◆ **WORK ORDER**:
Look through the entries below and extract exactly the lines from the one containing "Expected: one point per instance of the blue awning" through the one containing "Expected: one point per instance of the concrete", ends included.

◆ **SOURCE MATERIAL**:
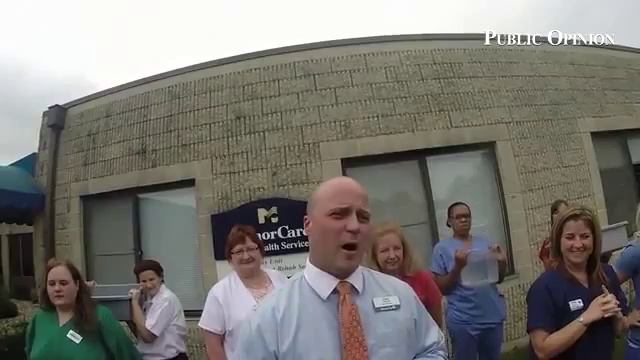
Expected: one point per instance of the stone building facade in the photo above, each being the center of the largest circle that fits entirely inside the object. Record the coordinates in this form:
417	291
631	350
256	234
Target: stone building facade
278	122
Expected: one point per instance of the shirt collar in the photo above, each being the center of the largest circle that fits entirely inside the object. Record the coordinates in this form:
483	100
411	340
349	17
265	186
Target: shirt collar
158	295
324	283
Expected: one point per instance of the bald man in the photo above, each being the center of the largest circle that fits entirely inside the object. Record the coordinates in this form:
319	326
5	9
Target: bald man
337	309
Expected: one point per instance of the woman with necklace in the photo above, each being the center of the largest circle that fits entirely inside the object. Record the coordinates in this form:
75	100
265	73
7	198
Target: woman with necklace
236	296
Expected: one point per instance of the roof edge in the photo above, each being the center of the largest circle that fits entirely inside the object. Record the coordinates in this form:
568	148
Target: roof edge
304	47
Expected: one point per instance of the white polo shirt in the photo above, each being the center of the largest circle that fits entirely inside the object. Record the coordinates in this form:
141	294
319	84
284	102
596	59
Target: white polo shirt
164	318
228	304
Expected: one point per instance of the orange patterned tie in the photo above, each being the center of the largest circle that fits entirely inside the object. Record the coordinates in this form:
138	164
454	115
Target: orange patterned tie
354	344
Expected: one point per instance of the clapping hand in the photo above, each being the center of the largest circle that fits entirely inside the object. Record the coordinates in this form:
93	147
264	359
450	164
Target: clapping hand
498	253
134	294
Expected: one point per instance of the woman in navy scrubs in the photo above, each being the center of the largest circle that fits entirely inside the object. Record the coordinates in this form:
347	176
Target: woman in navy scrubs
575	311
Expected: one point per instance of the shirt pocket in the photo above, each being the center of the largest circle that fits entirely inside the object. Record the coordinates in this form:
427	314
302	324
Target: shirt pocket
393	333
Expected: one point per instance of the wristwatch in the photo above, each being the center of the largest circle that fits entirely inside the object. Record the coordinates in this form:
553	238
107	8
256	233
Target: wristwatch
580	319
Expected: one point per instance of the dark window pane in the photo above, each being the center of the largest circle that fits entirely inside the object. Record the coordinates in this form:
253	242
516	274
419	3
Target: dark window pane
617	175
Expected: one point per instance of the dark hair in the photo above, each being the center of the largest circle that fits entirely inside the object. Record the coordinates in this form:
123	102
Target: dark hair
594	270
146	265
556	205
238	235
84	310
450	209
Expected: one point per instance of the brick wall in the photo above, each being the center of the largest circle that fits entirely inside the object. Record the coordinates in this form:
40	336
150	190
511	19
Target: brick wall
261	128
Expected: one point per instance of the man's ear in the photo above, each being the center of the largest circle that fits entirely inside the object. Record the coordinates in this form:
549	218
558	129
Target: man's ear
306	223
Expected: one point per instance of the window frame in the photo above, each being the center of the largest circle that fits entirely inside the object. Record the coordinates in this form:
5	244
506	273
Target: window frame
18	239
133	194
619	135
420	156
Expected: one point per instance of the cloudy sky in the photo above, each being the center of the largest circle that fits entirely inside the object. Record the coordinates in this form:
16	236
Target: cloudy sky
55	51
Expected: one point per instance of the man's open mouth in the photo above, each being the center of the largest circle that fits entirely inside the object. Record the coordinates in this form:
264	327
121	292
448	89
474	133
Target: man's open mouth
350	247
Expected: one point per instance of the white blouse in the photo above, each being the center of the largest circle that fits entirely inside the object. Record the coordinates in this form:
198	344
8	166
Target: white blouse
228	304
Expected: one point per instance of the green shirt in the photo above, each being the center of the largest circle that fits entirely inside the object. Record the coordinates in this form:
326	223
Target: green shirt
47	340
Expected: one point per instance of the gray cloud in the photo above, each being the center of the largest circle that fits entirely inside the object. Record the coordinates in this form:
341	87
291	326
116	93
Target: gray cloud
25	93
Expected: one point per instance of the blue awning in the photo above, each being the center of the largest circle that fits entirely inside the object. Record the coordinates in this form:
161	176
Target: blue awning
20	196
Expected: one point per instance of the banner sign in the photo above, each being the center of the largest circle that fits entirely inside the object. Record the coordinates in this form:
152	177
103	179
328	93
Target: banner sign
278	223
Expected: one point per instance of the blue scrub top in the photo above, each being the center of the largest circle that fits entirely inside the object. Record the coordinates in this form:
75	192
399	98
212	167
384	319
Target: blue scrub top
479	307
556	299
629	264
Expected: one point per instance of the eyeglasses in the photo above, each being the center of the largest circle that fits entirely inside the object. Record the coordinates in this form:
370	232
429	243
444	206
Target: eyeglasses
249	250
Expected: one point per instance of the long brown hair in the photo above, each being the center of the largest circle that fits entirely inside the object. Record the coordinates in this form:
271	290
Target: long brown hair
84	310
595	274
409	261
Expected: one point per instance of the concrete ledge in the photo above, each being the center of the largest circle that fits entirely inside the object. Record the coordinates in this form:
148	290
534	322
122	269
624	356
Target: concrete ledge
385	144
609	123
306	47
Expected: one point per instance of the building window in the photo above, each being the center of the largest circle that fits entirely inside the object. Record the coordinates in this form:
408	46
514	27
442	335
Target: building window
415	190
161	224
21	255
618	156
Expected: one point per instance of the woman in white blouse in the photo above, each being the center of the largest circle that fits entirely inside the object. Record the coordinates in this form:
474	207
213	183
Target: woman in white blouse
236	296
159	319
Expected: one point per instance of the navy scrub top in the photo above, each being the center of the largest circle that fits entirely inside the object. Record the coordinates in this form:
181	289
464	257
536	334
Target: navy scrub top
556	299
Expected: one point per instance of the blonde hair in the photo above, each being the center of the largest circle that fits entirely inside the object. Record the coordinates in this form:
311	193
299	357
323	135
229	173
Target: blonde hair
636	234
409	262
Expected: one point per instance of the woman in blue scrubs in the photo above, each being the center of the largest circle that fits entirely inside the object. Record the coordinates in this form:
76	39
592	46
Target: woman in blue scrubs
575	310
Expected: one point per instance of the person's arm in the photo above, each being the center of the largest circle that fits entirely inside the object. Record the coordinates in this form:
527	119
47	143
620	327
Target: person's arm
501	257
621	322
139	320
257	337
214	345
628	264
30	336
541	324
213	324
447	280
430	342
114	338
433	301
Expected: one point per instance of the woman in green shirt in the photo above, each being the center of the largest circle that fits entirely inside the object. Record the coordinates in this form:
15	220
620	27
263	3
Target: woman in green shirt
69	324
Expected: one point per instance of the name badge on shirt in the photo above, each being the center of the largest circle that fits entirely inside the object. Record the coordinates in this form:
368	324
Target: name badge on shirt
576	304
386	303
74	336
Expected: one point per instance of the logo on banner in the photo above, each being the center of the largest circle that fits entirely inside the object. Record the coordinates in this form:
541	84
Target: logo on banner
264	214
278	223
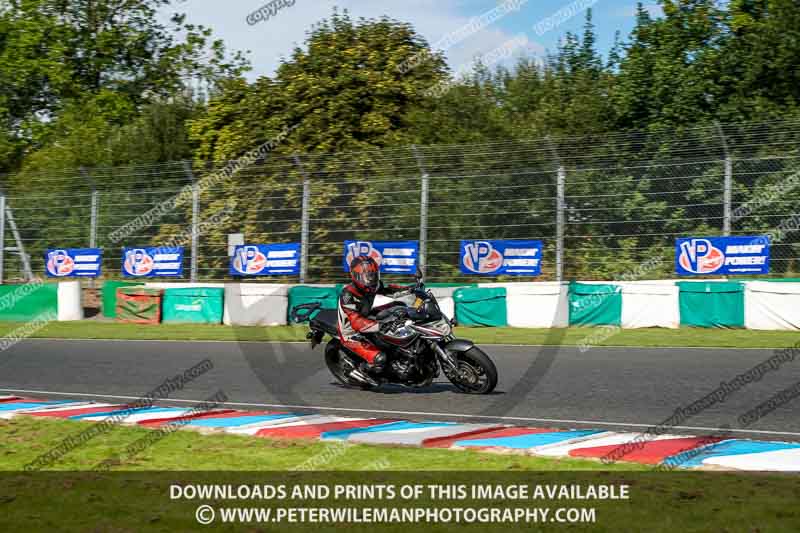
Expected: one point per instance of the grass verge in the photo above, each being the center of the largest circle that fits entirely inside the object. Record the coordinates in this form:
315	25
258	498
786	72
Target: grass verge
25	438
138	497
685	337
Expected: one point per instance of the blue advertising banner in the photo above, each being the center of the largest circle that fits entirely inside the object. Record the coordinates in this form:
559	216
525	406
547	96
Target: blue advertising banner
73	262
496	258
152	262
695	256
266	260
396	257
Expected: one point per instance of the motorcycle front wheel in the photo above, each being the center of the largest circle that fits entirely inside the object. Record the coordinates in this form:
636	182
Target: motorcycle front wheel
476	372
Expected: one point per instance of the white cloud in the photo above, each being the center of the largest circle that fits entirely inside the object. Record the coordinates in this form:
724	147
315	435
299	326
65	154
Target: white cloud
630	11
277	37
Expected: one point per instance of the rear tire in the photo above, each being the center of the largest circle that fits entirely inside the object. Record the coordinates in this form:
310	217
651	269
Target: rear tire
480	370
337	367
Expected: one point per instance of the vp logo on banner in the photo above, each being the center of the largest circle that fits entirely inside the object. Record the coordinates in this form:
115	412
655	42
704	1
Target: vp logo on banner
519	258
266	260
249	260
359	249
59	263
722	255
152	262
396	257
481	257
699	256
73	262
138	262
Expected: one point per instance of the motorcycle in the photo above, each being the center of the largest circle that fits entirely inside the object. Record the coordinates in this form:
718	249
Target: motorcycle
417	339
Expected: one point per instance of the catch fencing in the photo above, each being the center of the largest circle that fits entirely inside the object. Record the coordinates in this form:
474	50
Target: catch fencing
607	207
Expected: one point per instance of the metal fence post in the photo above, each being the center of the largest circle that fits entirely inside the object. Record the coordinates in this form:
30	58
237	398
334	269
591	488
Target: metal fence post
195	236
727	195
92	214
560	221
423	212
561	205
305	218
2	235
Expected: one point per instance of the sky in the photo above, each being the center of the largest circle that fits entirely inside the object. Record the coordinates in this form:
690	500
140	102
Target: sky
532	29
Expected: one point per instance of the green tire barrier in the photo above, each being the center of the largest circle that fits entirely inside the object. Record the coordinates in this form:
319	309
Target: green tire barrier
595	305
302	294
139	305
22	303
201	305
717	304
481	306
110	296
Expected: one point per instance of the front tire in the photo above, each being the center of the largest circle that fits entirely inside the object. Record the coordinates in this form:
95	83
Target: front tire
338	366
476	372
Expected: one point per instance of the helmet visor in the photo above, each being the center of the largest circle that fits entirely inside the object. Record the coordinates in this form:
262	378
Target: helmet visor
369	277
367	274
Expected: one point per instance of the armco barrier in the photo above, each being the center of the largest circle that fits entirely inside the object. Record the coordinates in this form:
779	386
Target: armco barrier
26	302
70	301
536	304
256	304
649	305
757	304
772	306
595	304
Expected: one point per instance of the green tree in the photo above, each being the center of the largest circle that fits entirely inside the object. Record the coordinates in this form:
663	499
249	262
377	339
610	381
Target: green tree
60	55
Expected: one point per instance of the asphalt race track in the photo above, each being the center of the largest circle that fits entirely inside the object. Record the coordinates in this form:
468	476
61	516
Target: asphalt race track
605	388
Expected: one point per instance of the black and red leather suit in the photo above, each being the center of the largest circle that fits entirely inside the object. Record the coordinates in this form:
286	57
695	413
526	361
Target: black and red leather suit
355	304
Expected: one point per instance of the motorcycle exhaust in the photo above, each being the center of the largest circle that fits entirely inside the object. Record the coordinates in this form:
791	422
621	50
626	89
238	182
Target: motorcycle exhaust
363	378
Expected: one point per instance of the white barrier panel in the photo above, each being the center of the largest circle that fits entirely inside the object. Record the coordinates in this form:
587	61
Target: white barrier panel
70	303
772	305
256	304
650	305
536	305
444	296
167	285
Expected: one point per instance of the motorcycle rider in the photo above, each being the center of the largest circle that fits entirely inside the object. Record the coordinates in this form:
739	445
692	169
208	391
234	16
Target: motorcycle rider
355	303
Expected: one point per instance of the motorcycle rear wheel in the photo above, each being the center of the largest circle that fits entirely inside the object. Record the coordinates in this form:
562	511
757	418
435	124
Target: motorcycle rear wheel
477	373
339	367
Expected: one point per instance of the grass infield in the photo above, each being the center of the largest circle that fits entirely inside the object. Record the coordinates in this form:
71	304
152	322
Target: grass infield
685	337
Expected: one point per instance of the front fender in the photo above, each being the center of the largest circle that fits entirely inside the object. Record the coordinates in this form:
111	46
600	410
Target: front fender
459	345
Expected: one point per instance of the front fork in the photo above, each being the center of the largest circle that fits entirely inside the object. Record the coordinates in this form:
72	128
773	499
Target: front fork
446	359
315	337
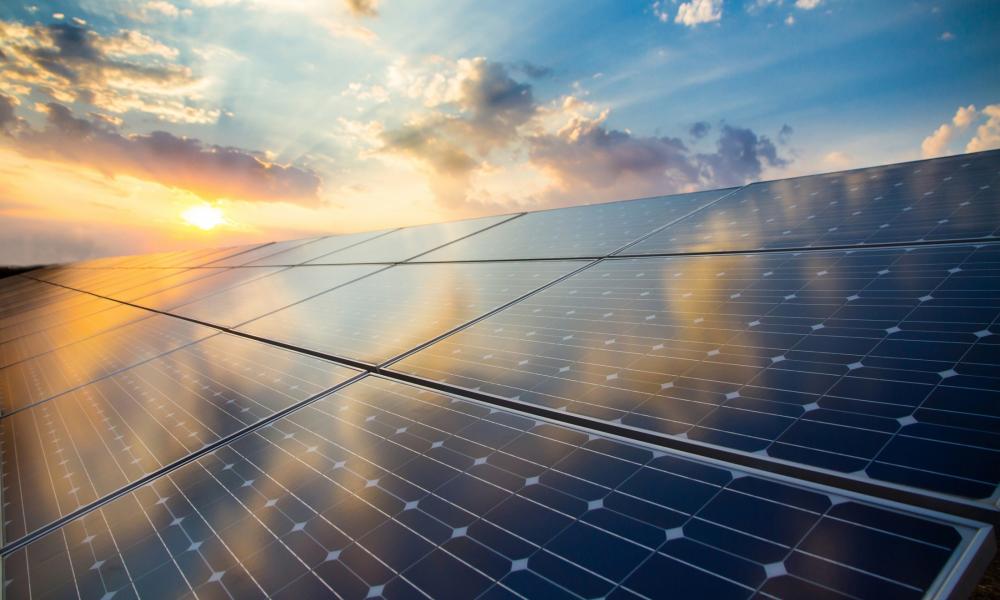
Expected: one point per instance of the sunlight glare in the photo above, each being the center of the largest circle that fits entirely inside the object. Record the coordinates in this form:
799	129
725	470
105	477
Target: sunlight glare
204	216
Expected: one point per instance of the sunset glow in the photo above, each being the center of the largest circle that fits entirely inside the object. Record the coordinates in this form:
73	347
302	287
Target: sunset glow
137	126
203	217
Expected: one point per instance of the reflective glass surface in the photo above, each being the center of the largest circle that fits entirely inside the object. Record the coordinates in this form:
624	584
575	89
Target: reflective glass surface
82	445
879	363
578	231
56	336
943	199
393	311
408	242
55	305
218	280
264	295
384	490
315	249
266	250
44	376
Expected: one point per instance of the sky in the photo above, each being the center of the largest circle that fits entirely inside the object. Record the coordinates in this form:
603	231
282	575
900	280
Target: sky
149	125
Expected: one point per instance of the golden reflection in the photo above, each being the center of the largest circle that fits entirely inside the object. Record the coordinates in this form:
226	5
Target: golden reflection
204	216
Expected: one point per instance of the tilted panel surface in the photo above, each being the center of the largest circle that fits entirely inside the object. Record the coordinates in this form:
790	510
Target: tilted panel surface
78	447
578	231
63	334
261	296
258	253
44	376
879	363
315	249
395	310
408	242
217	281
952	198
387	490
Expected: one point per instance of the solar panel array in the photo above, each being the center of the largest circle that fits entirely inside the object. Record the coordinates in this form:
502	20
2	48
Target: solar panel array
787	389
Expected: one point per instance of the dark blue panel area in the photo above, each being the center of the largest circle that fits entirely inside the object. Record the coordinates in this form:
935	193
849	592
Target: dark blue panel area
332	499
875	361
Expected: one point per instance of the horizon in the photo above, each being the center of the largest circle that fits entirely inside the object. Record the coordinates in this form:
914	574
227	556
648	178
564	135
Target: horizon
143	126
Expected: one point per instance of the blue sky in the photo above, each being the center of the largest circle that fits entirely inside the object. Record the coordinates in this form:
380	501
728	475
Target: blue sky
292	117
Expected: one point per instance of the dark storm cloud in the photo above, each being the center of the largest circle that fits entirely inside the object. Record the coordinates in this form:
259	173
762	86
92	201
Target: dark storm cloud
700	129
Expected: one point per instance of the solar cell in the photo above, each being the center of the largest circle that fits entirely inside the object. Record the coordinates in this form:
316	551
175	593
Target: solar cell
954	198
77	448
36	379
375	318
261	296
881	364
384	489
217	281
408	242
56	336
257	253
578	231
315	249
75	306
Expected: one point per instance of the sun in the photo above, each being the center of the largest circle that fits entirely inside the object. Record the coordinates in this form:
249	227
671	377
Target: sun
203	216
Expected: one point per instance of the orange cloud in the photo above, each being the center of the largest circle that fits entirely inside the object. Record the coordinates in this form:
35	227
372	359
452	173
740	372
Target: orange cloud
209	171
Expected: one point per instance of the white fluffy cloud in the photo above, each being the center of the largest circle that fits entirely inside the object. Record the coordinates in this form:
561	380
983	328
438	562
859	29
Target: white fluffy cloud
936	144
988	134
696	12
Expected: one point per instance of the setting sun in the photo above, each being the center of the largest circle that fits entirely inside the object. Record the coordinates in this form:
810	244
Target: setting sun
203	216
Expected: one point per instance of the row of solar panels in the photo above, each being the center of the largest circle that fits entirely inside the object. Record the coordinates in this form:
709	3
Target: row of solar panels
168	425
945	199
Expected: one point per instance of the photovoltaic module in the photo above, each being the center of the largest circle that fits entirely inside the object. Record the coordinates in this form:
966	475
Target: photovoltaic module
783	390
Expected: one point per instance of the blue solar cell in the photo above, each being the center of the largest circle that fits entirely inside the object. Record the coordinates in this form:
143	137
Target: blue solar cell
359	494
877	363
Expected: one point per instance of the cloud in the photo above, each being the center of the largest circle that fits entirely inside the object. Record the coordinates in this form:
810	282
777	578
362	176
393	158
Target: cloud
700	129
8	116
482	139
695	12
115	73
660	11
480	108
837	160
936	144
362	8
988	134
785	133
209	171
532	70
587	156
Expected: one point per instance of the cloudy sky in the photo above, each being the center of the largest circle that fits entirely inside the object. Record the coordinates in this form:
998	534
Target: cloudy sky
126	124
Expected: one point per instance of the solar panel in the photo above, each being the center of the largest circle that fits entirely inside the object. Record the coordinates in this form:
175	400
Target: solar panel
383	489
955	198
877	363
409	242
217	281
787	389
578	231
33	321
261	296
87	443
36	379
251	255
392	311
315	249
50	338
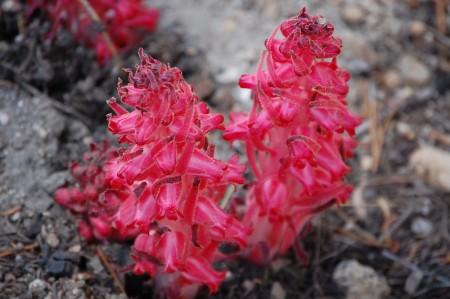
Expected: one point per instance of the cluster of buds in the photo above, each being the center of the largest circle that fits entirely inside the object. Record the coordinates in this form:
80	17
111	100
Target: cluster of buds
125	21
164	188
297	135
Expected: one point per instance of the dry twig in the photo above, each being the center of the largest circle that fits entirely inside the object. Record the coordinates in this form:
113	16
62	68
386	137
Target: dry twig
94	16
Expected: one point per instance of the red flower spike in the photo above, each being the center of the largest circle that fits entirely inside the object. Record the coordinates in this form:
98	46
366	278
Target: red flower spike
293	135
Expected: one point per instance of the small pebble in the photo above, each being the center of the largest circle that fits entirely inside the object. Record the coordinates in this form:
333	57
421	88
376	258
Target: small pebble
52	240
414	72
360	281
4	118
422	226
16	216
405	130
366	162
413	281
9	277
392	79
96	265
353	14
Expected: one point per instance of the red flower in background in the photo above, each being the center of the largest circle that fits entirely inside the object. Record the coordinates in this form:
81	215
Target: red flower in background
297	135
126	22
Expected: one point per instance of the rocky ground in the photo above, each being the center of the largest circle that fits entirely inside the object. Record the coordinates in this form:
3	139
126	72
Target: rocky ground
391	240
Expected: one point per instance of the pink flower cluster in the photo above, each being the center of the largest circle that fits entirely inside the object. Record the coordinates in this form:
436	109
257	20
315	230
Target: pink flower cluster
126	21
164	188
295	134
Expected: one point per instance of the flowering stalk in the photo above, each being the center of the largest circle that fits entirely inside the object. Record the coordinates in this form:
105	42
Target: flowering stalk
125	21
164	187
297	135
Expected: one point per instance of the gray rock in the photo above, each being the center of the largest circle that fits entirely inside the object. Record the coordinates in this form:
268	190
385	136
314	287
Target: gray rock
353	14
413	281
361	282
37	288
422	227
413	71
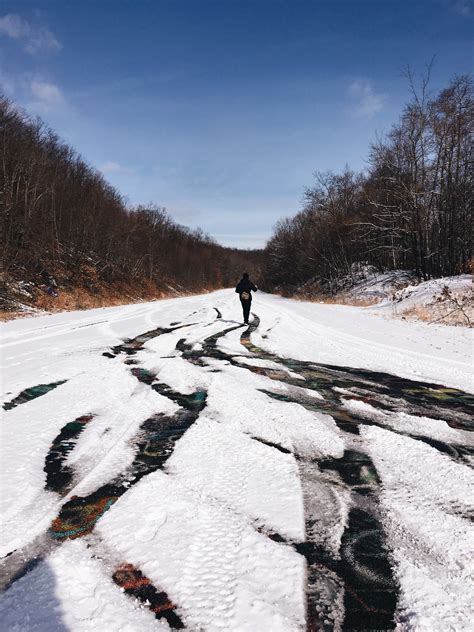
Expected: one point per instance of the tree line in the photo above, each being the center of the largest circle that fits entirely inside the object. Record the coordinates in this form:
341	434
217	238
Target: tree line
412	208
60	214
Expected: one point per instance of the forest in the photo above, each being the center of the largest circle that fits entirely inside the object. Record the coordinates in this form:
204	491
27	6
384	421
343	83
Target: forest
60	219
411	209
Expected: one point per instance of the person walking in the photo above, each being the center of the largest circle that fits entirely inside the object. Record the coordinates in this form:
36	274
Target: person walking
244	289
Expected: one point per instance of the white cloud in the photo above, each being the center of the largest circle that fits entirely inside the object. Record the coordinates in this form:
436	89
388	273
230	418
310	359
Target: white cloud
34	39
366	103
110	166
463	7
47	95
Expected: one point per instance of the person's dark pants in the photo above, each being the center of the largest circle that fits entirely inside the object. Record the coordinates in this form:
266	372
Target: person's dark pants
246	309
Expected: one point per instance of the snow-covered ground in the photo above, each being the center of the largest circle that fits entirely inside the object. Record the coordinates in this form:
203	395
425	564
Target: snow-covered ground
299	474
398	294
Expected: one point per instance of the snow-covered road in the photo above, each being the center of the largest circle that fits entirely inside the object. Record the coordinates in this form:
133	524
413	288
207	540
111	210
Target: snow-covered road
164	466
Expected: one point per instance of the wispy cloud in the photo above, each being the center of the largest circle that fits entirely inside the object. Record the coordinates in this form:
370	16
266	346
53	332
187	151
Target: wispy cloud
365	102
47	96
34	39
463	7
110	166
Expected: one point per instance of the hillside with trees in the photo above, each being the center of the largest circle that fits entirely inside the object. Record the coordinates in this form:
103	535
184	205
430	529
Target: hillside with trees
411	210
62	220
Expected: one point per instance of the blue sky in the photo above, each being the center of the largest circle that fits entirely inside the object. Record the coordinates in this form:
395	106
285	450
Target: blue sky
221	110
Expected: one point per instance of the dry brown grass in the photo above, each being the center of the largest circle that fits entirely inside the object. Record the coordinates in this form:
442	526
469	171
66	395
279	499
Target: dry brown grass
339	300
83	299
440	315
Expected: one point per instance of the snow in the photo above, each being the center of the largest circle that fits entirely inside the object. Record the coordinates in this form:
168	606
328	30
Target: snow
427	501
218	527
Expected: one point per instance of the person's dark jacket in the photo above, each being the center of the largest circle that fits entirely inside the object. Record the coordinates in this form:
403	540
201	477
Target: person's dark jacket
245	285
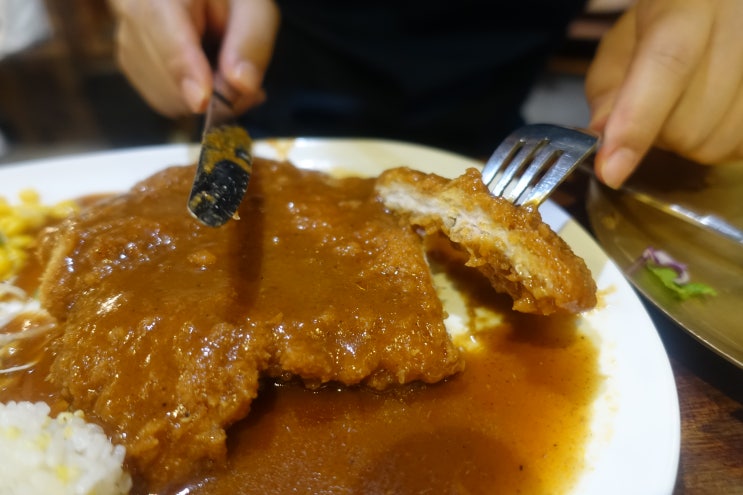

◆ **SOLUTION FOR THIS PROBLEM**:
Expected: one point per instance of the blue awning in the photo above, each being the center of the largest circle that fits entirely inside the object. Record the coordinates in this form:
161	176
Target: blue awning
20	196
Expected: one point per instance of the banner sign in the photo above, each being the center of the largest circle that fits entirely inside the object. Record the coordinates in this form:
152	177
103	179
328	93
Target: banner sign
278	223
Expected: one point per instance of the blue scrub top in the photo above, each being the center of the largest circle that fits entirely inside the object. Record the coordinates in this form:
75	192
399	98
212	167
384	319
Target: blue scrub top
479	307
556	299
629	264
Expected: one point per instance of the eyeglasses in the photo above, each being the center of the largest circle that fits entirely inside the object. Record the coordinates in this form:
370	232
429	243
444	206
Target: eyeglasses
249	250
Expected: one point per instance of the long brown hair in the photo above, each being the center of the largest circle that fits entirely inside the object. Record the coordinates in this form:
271	290
Target: long brown hair
84	310
595	274
409	261
Expected: one point per instance of the concrete ledge in the photo above, each being the center of the largest circle that fits entirely inside the object. Record the coordinates in this form:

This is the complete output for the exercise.